>>>

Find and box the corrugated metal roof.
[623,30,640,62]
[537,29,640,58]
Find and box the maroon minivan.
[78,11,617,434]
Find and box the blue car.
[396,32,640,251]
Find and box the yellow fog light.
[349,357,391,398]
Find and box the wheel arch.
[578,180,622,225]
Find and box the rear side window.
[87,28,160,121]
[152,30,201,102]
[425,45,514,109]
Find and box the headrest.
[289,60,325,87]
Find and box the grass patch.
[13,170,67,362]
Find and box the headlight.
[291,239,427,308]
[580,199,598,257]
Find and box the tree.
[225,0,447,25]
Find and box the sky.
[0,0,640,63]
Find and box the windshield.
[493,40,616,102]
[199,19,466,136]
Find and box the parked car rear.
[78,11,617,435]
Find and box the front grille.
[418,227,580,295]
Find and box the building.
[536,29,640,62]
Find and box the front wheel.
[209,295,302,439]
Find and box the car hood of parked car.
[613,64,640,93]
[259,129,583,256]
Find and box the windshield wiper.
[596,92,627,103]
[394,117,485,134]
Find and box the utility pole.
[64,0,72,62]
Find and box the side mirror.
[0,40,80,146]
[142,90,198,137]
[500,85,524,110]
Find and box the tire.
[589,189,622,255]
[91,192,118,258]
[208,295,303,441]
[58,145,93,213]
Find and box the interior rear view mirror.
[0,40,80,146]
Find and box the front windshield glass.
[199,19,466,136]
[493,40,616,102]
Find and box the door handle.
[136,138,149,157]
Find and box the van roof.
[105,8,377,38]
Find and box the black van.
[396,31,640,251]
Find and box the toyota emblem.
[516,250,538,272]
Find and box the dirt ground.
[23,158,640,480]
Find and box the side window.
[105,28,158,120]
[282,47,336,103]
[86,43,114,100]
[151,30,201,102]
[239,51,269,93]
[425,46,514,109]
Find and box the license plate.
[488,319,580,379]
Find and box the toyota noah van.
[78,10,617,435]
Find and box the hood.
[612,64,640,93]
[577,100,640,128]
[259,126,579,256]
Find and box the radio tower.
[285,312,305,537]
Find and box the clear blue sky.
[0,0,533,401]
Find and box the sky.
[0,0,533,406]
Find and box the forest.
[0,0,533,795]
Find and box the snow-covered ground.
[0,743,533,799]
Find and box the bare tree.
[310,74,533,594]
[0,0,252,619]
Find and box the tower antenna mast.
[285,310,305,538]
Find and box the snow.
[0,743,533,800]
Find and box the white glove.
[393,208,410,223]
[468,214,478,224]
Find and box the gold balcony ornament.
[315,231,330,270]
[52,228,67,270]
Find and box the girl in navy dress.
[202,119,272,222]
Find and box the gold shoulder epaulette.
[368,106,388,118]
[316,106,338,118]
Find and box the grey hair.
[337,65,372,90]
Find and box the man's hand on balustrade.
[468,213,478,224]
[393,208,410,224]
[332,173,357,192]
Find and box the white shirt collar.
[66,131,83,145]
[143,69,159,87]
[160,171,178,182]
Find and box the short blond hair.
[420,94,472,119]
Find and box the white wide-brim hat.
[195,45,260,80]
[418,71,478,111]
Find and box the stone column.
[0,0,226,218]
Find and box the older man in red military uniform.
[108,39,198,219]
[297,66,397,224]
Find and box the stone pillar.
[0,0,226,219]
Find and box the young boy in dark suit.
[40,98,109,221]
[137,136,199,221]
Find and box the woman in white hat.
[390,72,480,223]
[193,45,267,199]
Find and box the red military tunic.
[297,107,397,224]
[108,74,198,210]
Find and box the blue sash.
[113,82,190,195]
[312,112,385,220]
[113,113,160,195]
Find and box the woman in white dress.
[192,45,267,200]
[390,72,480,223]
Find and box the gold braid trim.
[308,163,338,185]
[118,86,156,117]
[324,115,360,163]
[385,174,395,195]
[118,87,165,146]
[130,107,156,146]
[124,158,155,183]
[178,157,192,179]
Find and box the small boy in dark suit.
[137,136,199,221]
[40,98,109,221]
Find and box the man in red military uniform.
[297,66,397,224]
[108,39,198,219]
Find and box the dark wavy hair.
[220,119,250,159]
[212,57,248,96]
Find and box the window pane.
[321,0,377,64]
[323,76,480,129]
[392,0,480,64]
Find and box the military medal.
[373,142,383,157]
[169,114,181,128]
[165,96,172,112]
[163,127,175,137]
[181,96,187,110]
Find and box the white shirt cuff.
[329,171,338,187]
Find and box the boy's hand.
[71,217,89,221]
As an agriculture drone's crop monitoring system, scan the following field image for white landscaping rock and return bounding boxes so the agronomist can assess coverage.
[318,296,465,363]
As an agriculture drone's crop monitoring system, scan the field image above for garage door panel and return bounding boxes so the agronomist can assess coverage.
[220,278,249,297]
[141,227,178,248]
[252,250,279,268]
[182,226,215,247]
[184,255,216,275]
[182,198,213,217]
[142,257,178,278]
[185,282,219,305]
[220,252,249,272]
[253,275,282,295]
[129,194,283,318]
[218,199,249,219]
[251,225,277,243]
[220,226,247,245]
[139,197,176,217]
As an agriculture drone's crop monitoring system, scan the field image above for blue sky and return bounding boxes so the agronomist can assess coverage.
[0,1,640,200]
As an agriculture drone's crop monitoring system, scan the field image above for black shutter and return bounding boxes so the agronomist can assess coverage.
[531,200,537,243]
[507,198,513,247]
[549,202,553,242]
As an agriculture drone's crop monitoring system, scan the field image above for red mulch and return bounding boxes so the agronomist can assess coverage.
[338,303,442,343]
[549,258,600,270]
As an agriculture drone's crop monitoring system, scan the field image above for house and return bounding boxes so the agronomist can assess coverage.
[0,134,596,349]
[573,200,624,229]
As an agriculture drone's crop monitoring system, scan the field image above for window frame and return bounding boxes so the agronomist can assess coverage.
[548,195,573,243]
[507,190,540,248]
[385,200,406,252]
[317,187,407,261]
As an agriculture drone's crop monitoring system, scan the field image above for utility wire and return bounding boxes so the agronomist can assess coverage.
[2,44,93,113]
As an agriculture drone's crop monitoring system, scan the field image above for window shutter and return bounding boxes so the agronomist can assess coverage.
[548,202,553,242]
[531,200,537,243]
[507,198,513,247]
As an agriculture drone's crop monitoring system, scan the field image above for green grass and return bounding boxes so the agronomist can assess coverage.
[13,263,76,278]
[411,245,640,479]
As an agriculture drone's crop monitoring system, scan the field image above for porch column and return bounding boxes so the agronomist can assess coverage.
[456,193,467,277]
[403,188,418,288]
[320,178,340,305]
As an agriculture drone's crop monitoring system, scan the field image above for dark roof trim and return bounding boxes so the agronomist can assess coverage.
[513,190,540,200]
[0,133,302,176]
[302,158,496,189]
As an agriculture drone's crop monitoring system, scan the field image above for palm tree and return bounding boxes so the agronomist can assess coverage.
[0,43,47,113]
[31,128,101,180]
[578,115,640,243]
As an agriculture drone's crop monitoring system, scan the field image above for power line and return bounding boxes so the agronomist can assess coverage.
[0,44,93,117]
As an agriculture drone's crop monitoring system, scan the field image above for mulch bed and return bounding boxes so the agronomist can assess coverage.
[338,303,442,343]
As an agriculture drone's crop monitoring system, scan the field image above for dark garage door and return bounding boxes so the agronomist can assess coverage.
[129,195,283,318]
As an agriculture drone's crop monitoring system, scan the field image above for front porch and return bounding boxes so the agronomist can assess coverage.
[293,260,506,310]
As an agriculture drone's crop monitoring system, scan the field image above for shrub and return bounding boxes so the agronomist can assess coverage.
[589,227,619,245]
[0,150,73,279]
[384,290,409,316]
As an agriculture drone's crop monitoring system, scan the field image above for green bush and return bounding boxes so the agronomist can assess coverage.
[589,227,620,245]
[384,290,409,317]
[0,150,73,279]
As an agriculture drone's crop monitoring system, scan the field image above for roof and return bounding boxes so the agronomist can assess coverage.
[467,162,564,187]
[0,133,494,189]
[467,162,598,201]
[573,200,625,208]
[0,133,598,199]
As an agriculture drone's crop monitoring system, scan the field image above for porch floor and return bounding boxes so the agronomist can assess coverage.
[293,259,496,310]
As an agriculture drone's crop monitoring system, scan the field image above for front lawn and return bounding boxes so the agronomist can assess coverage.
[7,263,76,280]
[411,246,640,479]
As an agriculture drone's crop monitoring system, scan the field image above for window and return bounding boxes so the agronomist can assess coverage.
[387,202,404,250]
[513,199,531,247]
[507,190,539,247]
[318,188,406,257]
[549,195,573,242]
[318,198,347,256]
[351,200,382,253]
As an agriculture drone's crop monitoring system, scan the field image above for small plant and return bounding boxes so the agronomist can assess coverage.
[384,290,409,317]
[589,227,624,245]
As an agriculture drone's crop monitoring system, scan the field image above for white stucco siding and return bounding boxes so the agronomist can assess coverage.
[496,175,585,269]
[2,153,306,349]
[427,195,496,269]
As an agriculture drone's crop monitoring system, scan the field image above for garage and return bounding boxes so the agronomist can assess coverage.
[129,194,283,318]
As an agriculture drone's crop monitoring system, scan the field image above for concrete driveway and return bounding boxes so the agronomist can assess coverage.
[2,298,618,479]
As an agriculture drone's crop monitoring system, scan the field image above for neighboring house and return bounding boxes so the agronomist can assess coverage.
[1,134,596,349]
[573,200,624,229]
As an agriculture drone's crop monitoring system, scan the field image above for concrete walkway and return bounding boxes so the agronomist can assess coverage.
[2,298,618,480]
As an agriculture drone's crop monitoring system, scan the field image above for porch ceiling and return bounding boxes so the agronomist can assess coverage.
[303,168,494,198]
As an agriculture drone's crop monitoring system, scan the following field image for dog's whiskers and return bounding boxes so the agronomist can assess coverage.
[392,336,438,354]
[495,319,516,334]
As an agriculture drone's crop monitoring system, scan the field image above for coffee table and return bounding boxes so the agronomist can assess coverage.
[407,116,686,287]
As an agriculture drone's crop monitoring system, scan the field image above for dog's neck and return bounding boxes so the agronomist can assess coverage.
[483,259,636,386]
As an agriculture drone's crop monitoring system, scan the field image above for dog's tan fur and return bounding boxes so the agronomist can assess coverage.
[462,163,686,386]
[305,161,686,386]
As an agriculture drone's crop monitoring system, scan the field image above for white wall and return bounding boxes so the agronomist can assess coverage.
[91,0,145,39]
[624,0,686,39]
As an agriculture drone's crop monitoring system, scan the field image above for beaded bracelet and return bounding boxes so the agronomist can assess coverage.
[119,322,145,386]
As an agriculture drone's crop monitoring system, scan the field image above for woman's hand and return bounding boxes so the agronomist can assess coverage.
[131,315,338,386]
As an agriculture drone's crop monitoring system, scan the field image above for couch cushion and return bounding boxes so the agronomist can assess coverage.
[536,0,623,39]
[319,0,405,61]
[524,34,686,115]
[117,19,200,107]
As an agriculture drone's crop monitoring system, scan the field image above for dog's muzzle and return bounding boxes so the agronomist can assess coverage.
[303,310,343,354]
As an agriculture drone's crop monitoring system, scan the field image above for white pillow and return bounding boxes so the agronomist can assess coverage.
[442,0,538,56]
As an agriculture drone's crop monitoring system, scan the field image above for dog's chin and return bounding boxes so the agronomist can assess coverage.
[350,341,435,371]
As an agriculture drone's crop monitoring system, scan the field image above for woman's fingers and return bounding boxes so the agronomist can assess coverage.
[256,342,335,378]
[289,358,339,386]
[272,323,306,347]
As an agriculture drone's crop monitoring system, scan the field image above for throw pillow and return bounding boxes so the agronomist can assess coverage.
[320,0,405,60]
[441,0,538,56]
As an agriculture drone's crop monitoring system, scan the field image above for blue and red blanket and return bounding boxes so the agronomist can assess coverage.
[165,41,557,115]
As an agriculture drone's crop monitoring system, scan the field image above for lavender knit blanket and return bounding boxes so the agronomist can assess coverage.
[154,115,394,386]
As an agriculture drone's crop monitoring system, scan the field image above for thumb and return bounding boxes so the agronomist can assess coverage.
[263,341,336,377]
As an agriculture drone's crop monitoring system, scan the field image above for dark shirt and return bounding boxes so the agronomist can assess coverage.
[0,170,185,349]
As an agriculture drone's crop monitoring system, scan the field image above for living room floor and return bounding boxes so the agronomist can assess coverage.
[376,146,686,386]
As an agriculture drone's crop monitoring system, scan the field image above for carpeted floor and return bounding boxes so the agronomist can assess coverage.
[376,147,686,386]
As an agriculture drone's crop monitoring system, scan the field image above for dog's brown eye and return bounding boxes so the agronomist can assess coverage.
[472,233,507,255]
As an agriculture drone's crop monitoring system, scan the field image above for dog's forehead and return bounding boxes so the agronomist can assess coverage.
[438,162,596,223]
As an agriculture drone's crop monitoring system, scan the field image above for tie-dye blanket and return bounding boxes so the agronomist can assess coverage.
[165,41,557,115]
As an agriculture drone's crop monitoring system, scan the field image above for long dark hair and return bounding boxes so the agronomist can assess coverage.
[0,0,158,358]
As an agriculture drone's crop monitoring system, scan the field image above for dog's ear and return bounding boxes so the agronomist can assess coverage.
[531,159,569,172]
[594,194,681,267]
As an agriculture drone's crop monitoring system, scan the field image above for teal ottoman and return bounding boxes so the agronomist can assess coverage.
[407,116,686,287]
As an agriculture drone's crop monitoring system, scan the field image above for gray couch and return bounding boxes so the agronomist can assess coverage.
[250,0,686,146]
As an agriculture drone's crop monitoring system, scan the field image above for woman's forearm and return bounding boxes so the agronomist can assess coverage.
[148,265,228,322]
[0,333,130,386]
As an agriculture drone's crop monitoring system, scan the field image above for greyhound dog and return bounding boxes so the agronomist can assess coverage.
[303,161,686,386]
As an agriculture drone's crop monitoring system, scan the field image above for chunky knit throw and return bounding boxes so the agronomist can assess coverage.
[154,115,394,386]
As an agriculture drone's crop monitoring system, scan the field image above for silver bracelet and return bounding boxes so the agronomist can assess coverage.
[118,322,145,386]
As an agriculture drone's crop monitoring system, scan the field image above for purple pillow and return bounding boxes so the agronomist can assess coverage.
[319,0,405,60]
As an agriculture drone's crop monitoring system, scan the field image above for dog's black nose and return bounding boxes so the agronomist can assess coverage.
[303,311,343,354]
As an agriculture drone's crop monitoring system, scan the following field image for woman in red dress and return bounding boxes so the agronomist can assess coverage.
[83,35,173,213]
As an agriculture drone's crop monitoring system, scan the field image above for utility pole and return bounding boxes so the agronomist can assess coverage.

<<<

▶ Aim of the task: Please render the records as a Markdown table with the columns "Row" and "Line," starting with the line that contains "above for chunky" and going on through the end of the records. Number each row and leave out blank lines.

▶ Completed exercise:
| Row | Line |
|---|---|
| 1 | As an agriculture drone's crop monitoring system, scan the field image above for chunky knit throw and return bounding boxes so the agronomist can assess coverage. |
| 2 | [154,115,394,386] |
| 3 | As an agriculture drone's crop monitoring system, scan the field image above for silver bracelet and return bounding boxes so the agronomist can assess coverage. |
| 4 | [118,322,145,386] |
| 5 | As an agriculture drone's crop monitoring system, scan the field image above for purple pillow and return bounding boxes so the agronomist can assess coverage. |
| 6 | [319,0,405,60] |
| 7 | As an agriculture drone's crop monitoring system, scan the field image above for dog's black nose and return bounding boxes so the agronomist can assess coverage. |
| 8 | [303,311,343,354] |
| 9 | As an agriculture drone's crop monitoring system, scan the following field image for woman in red dress and return bounding boxes so the agronomist can assess coverage. |
| 10 | [83,35,173,213] |
| 11 | As an agriculture drone's crop monitoring system, scan the field image above for utility pole and return bounding boxes so the agronomist can assess coverage. |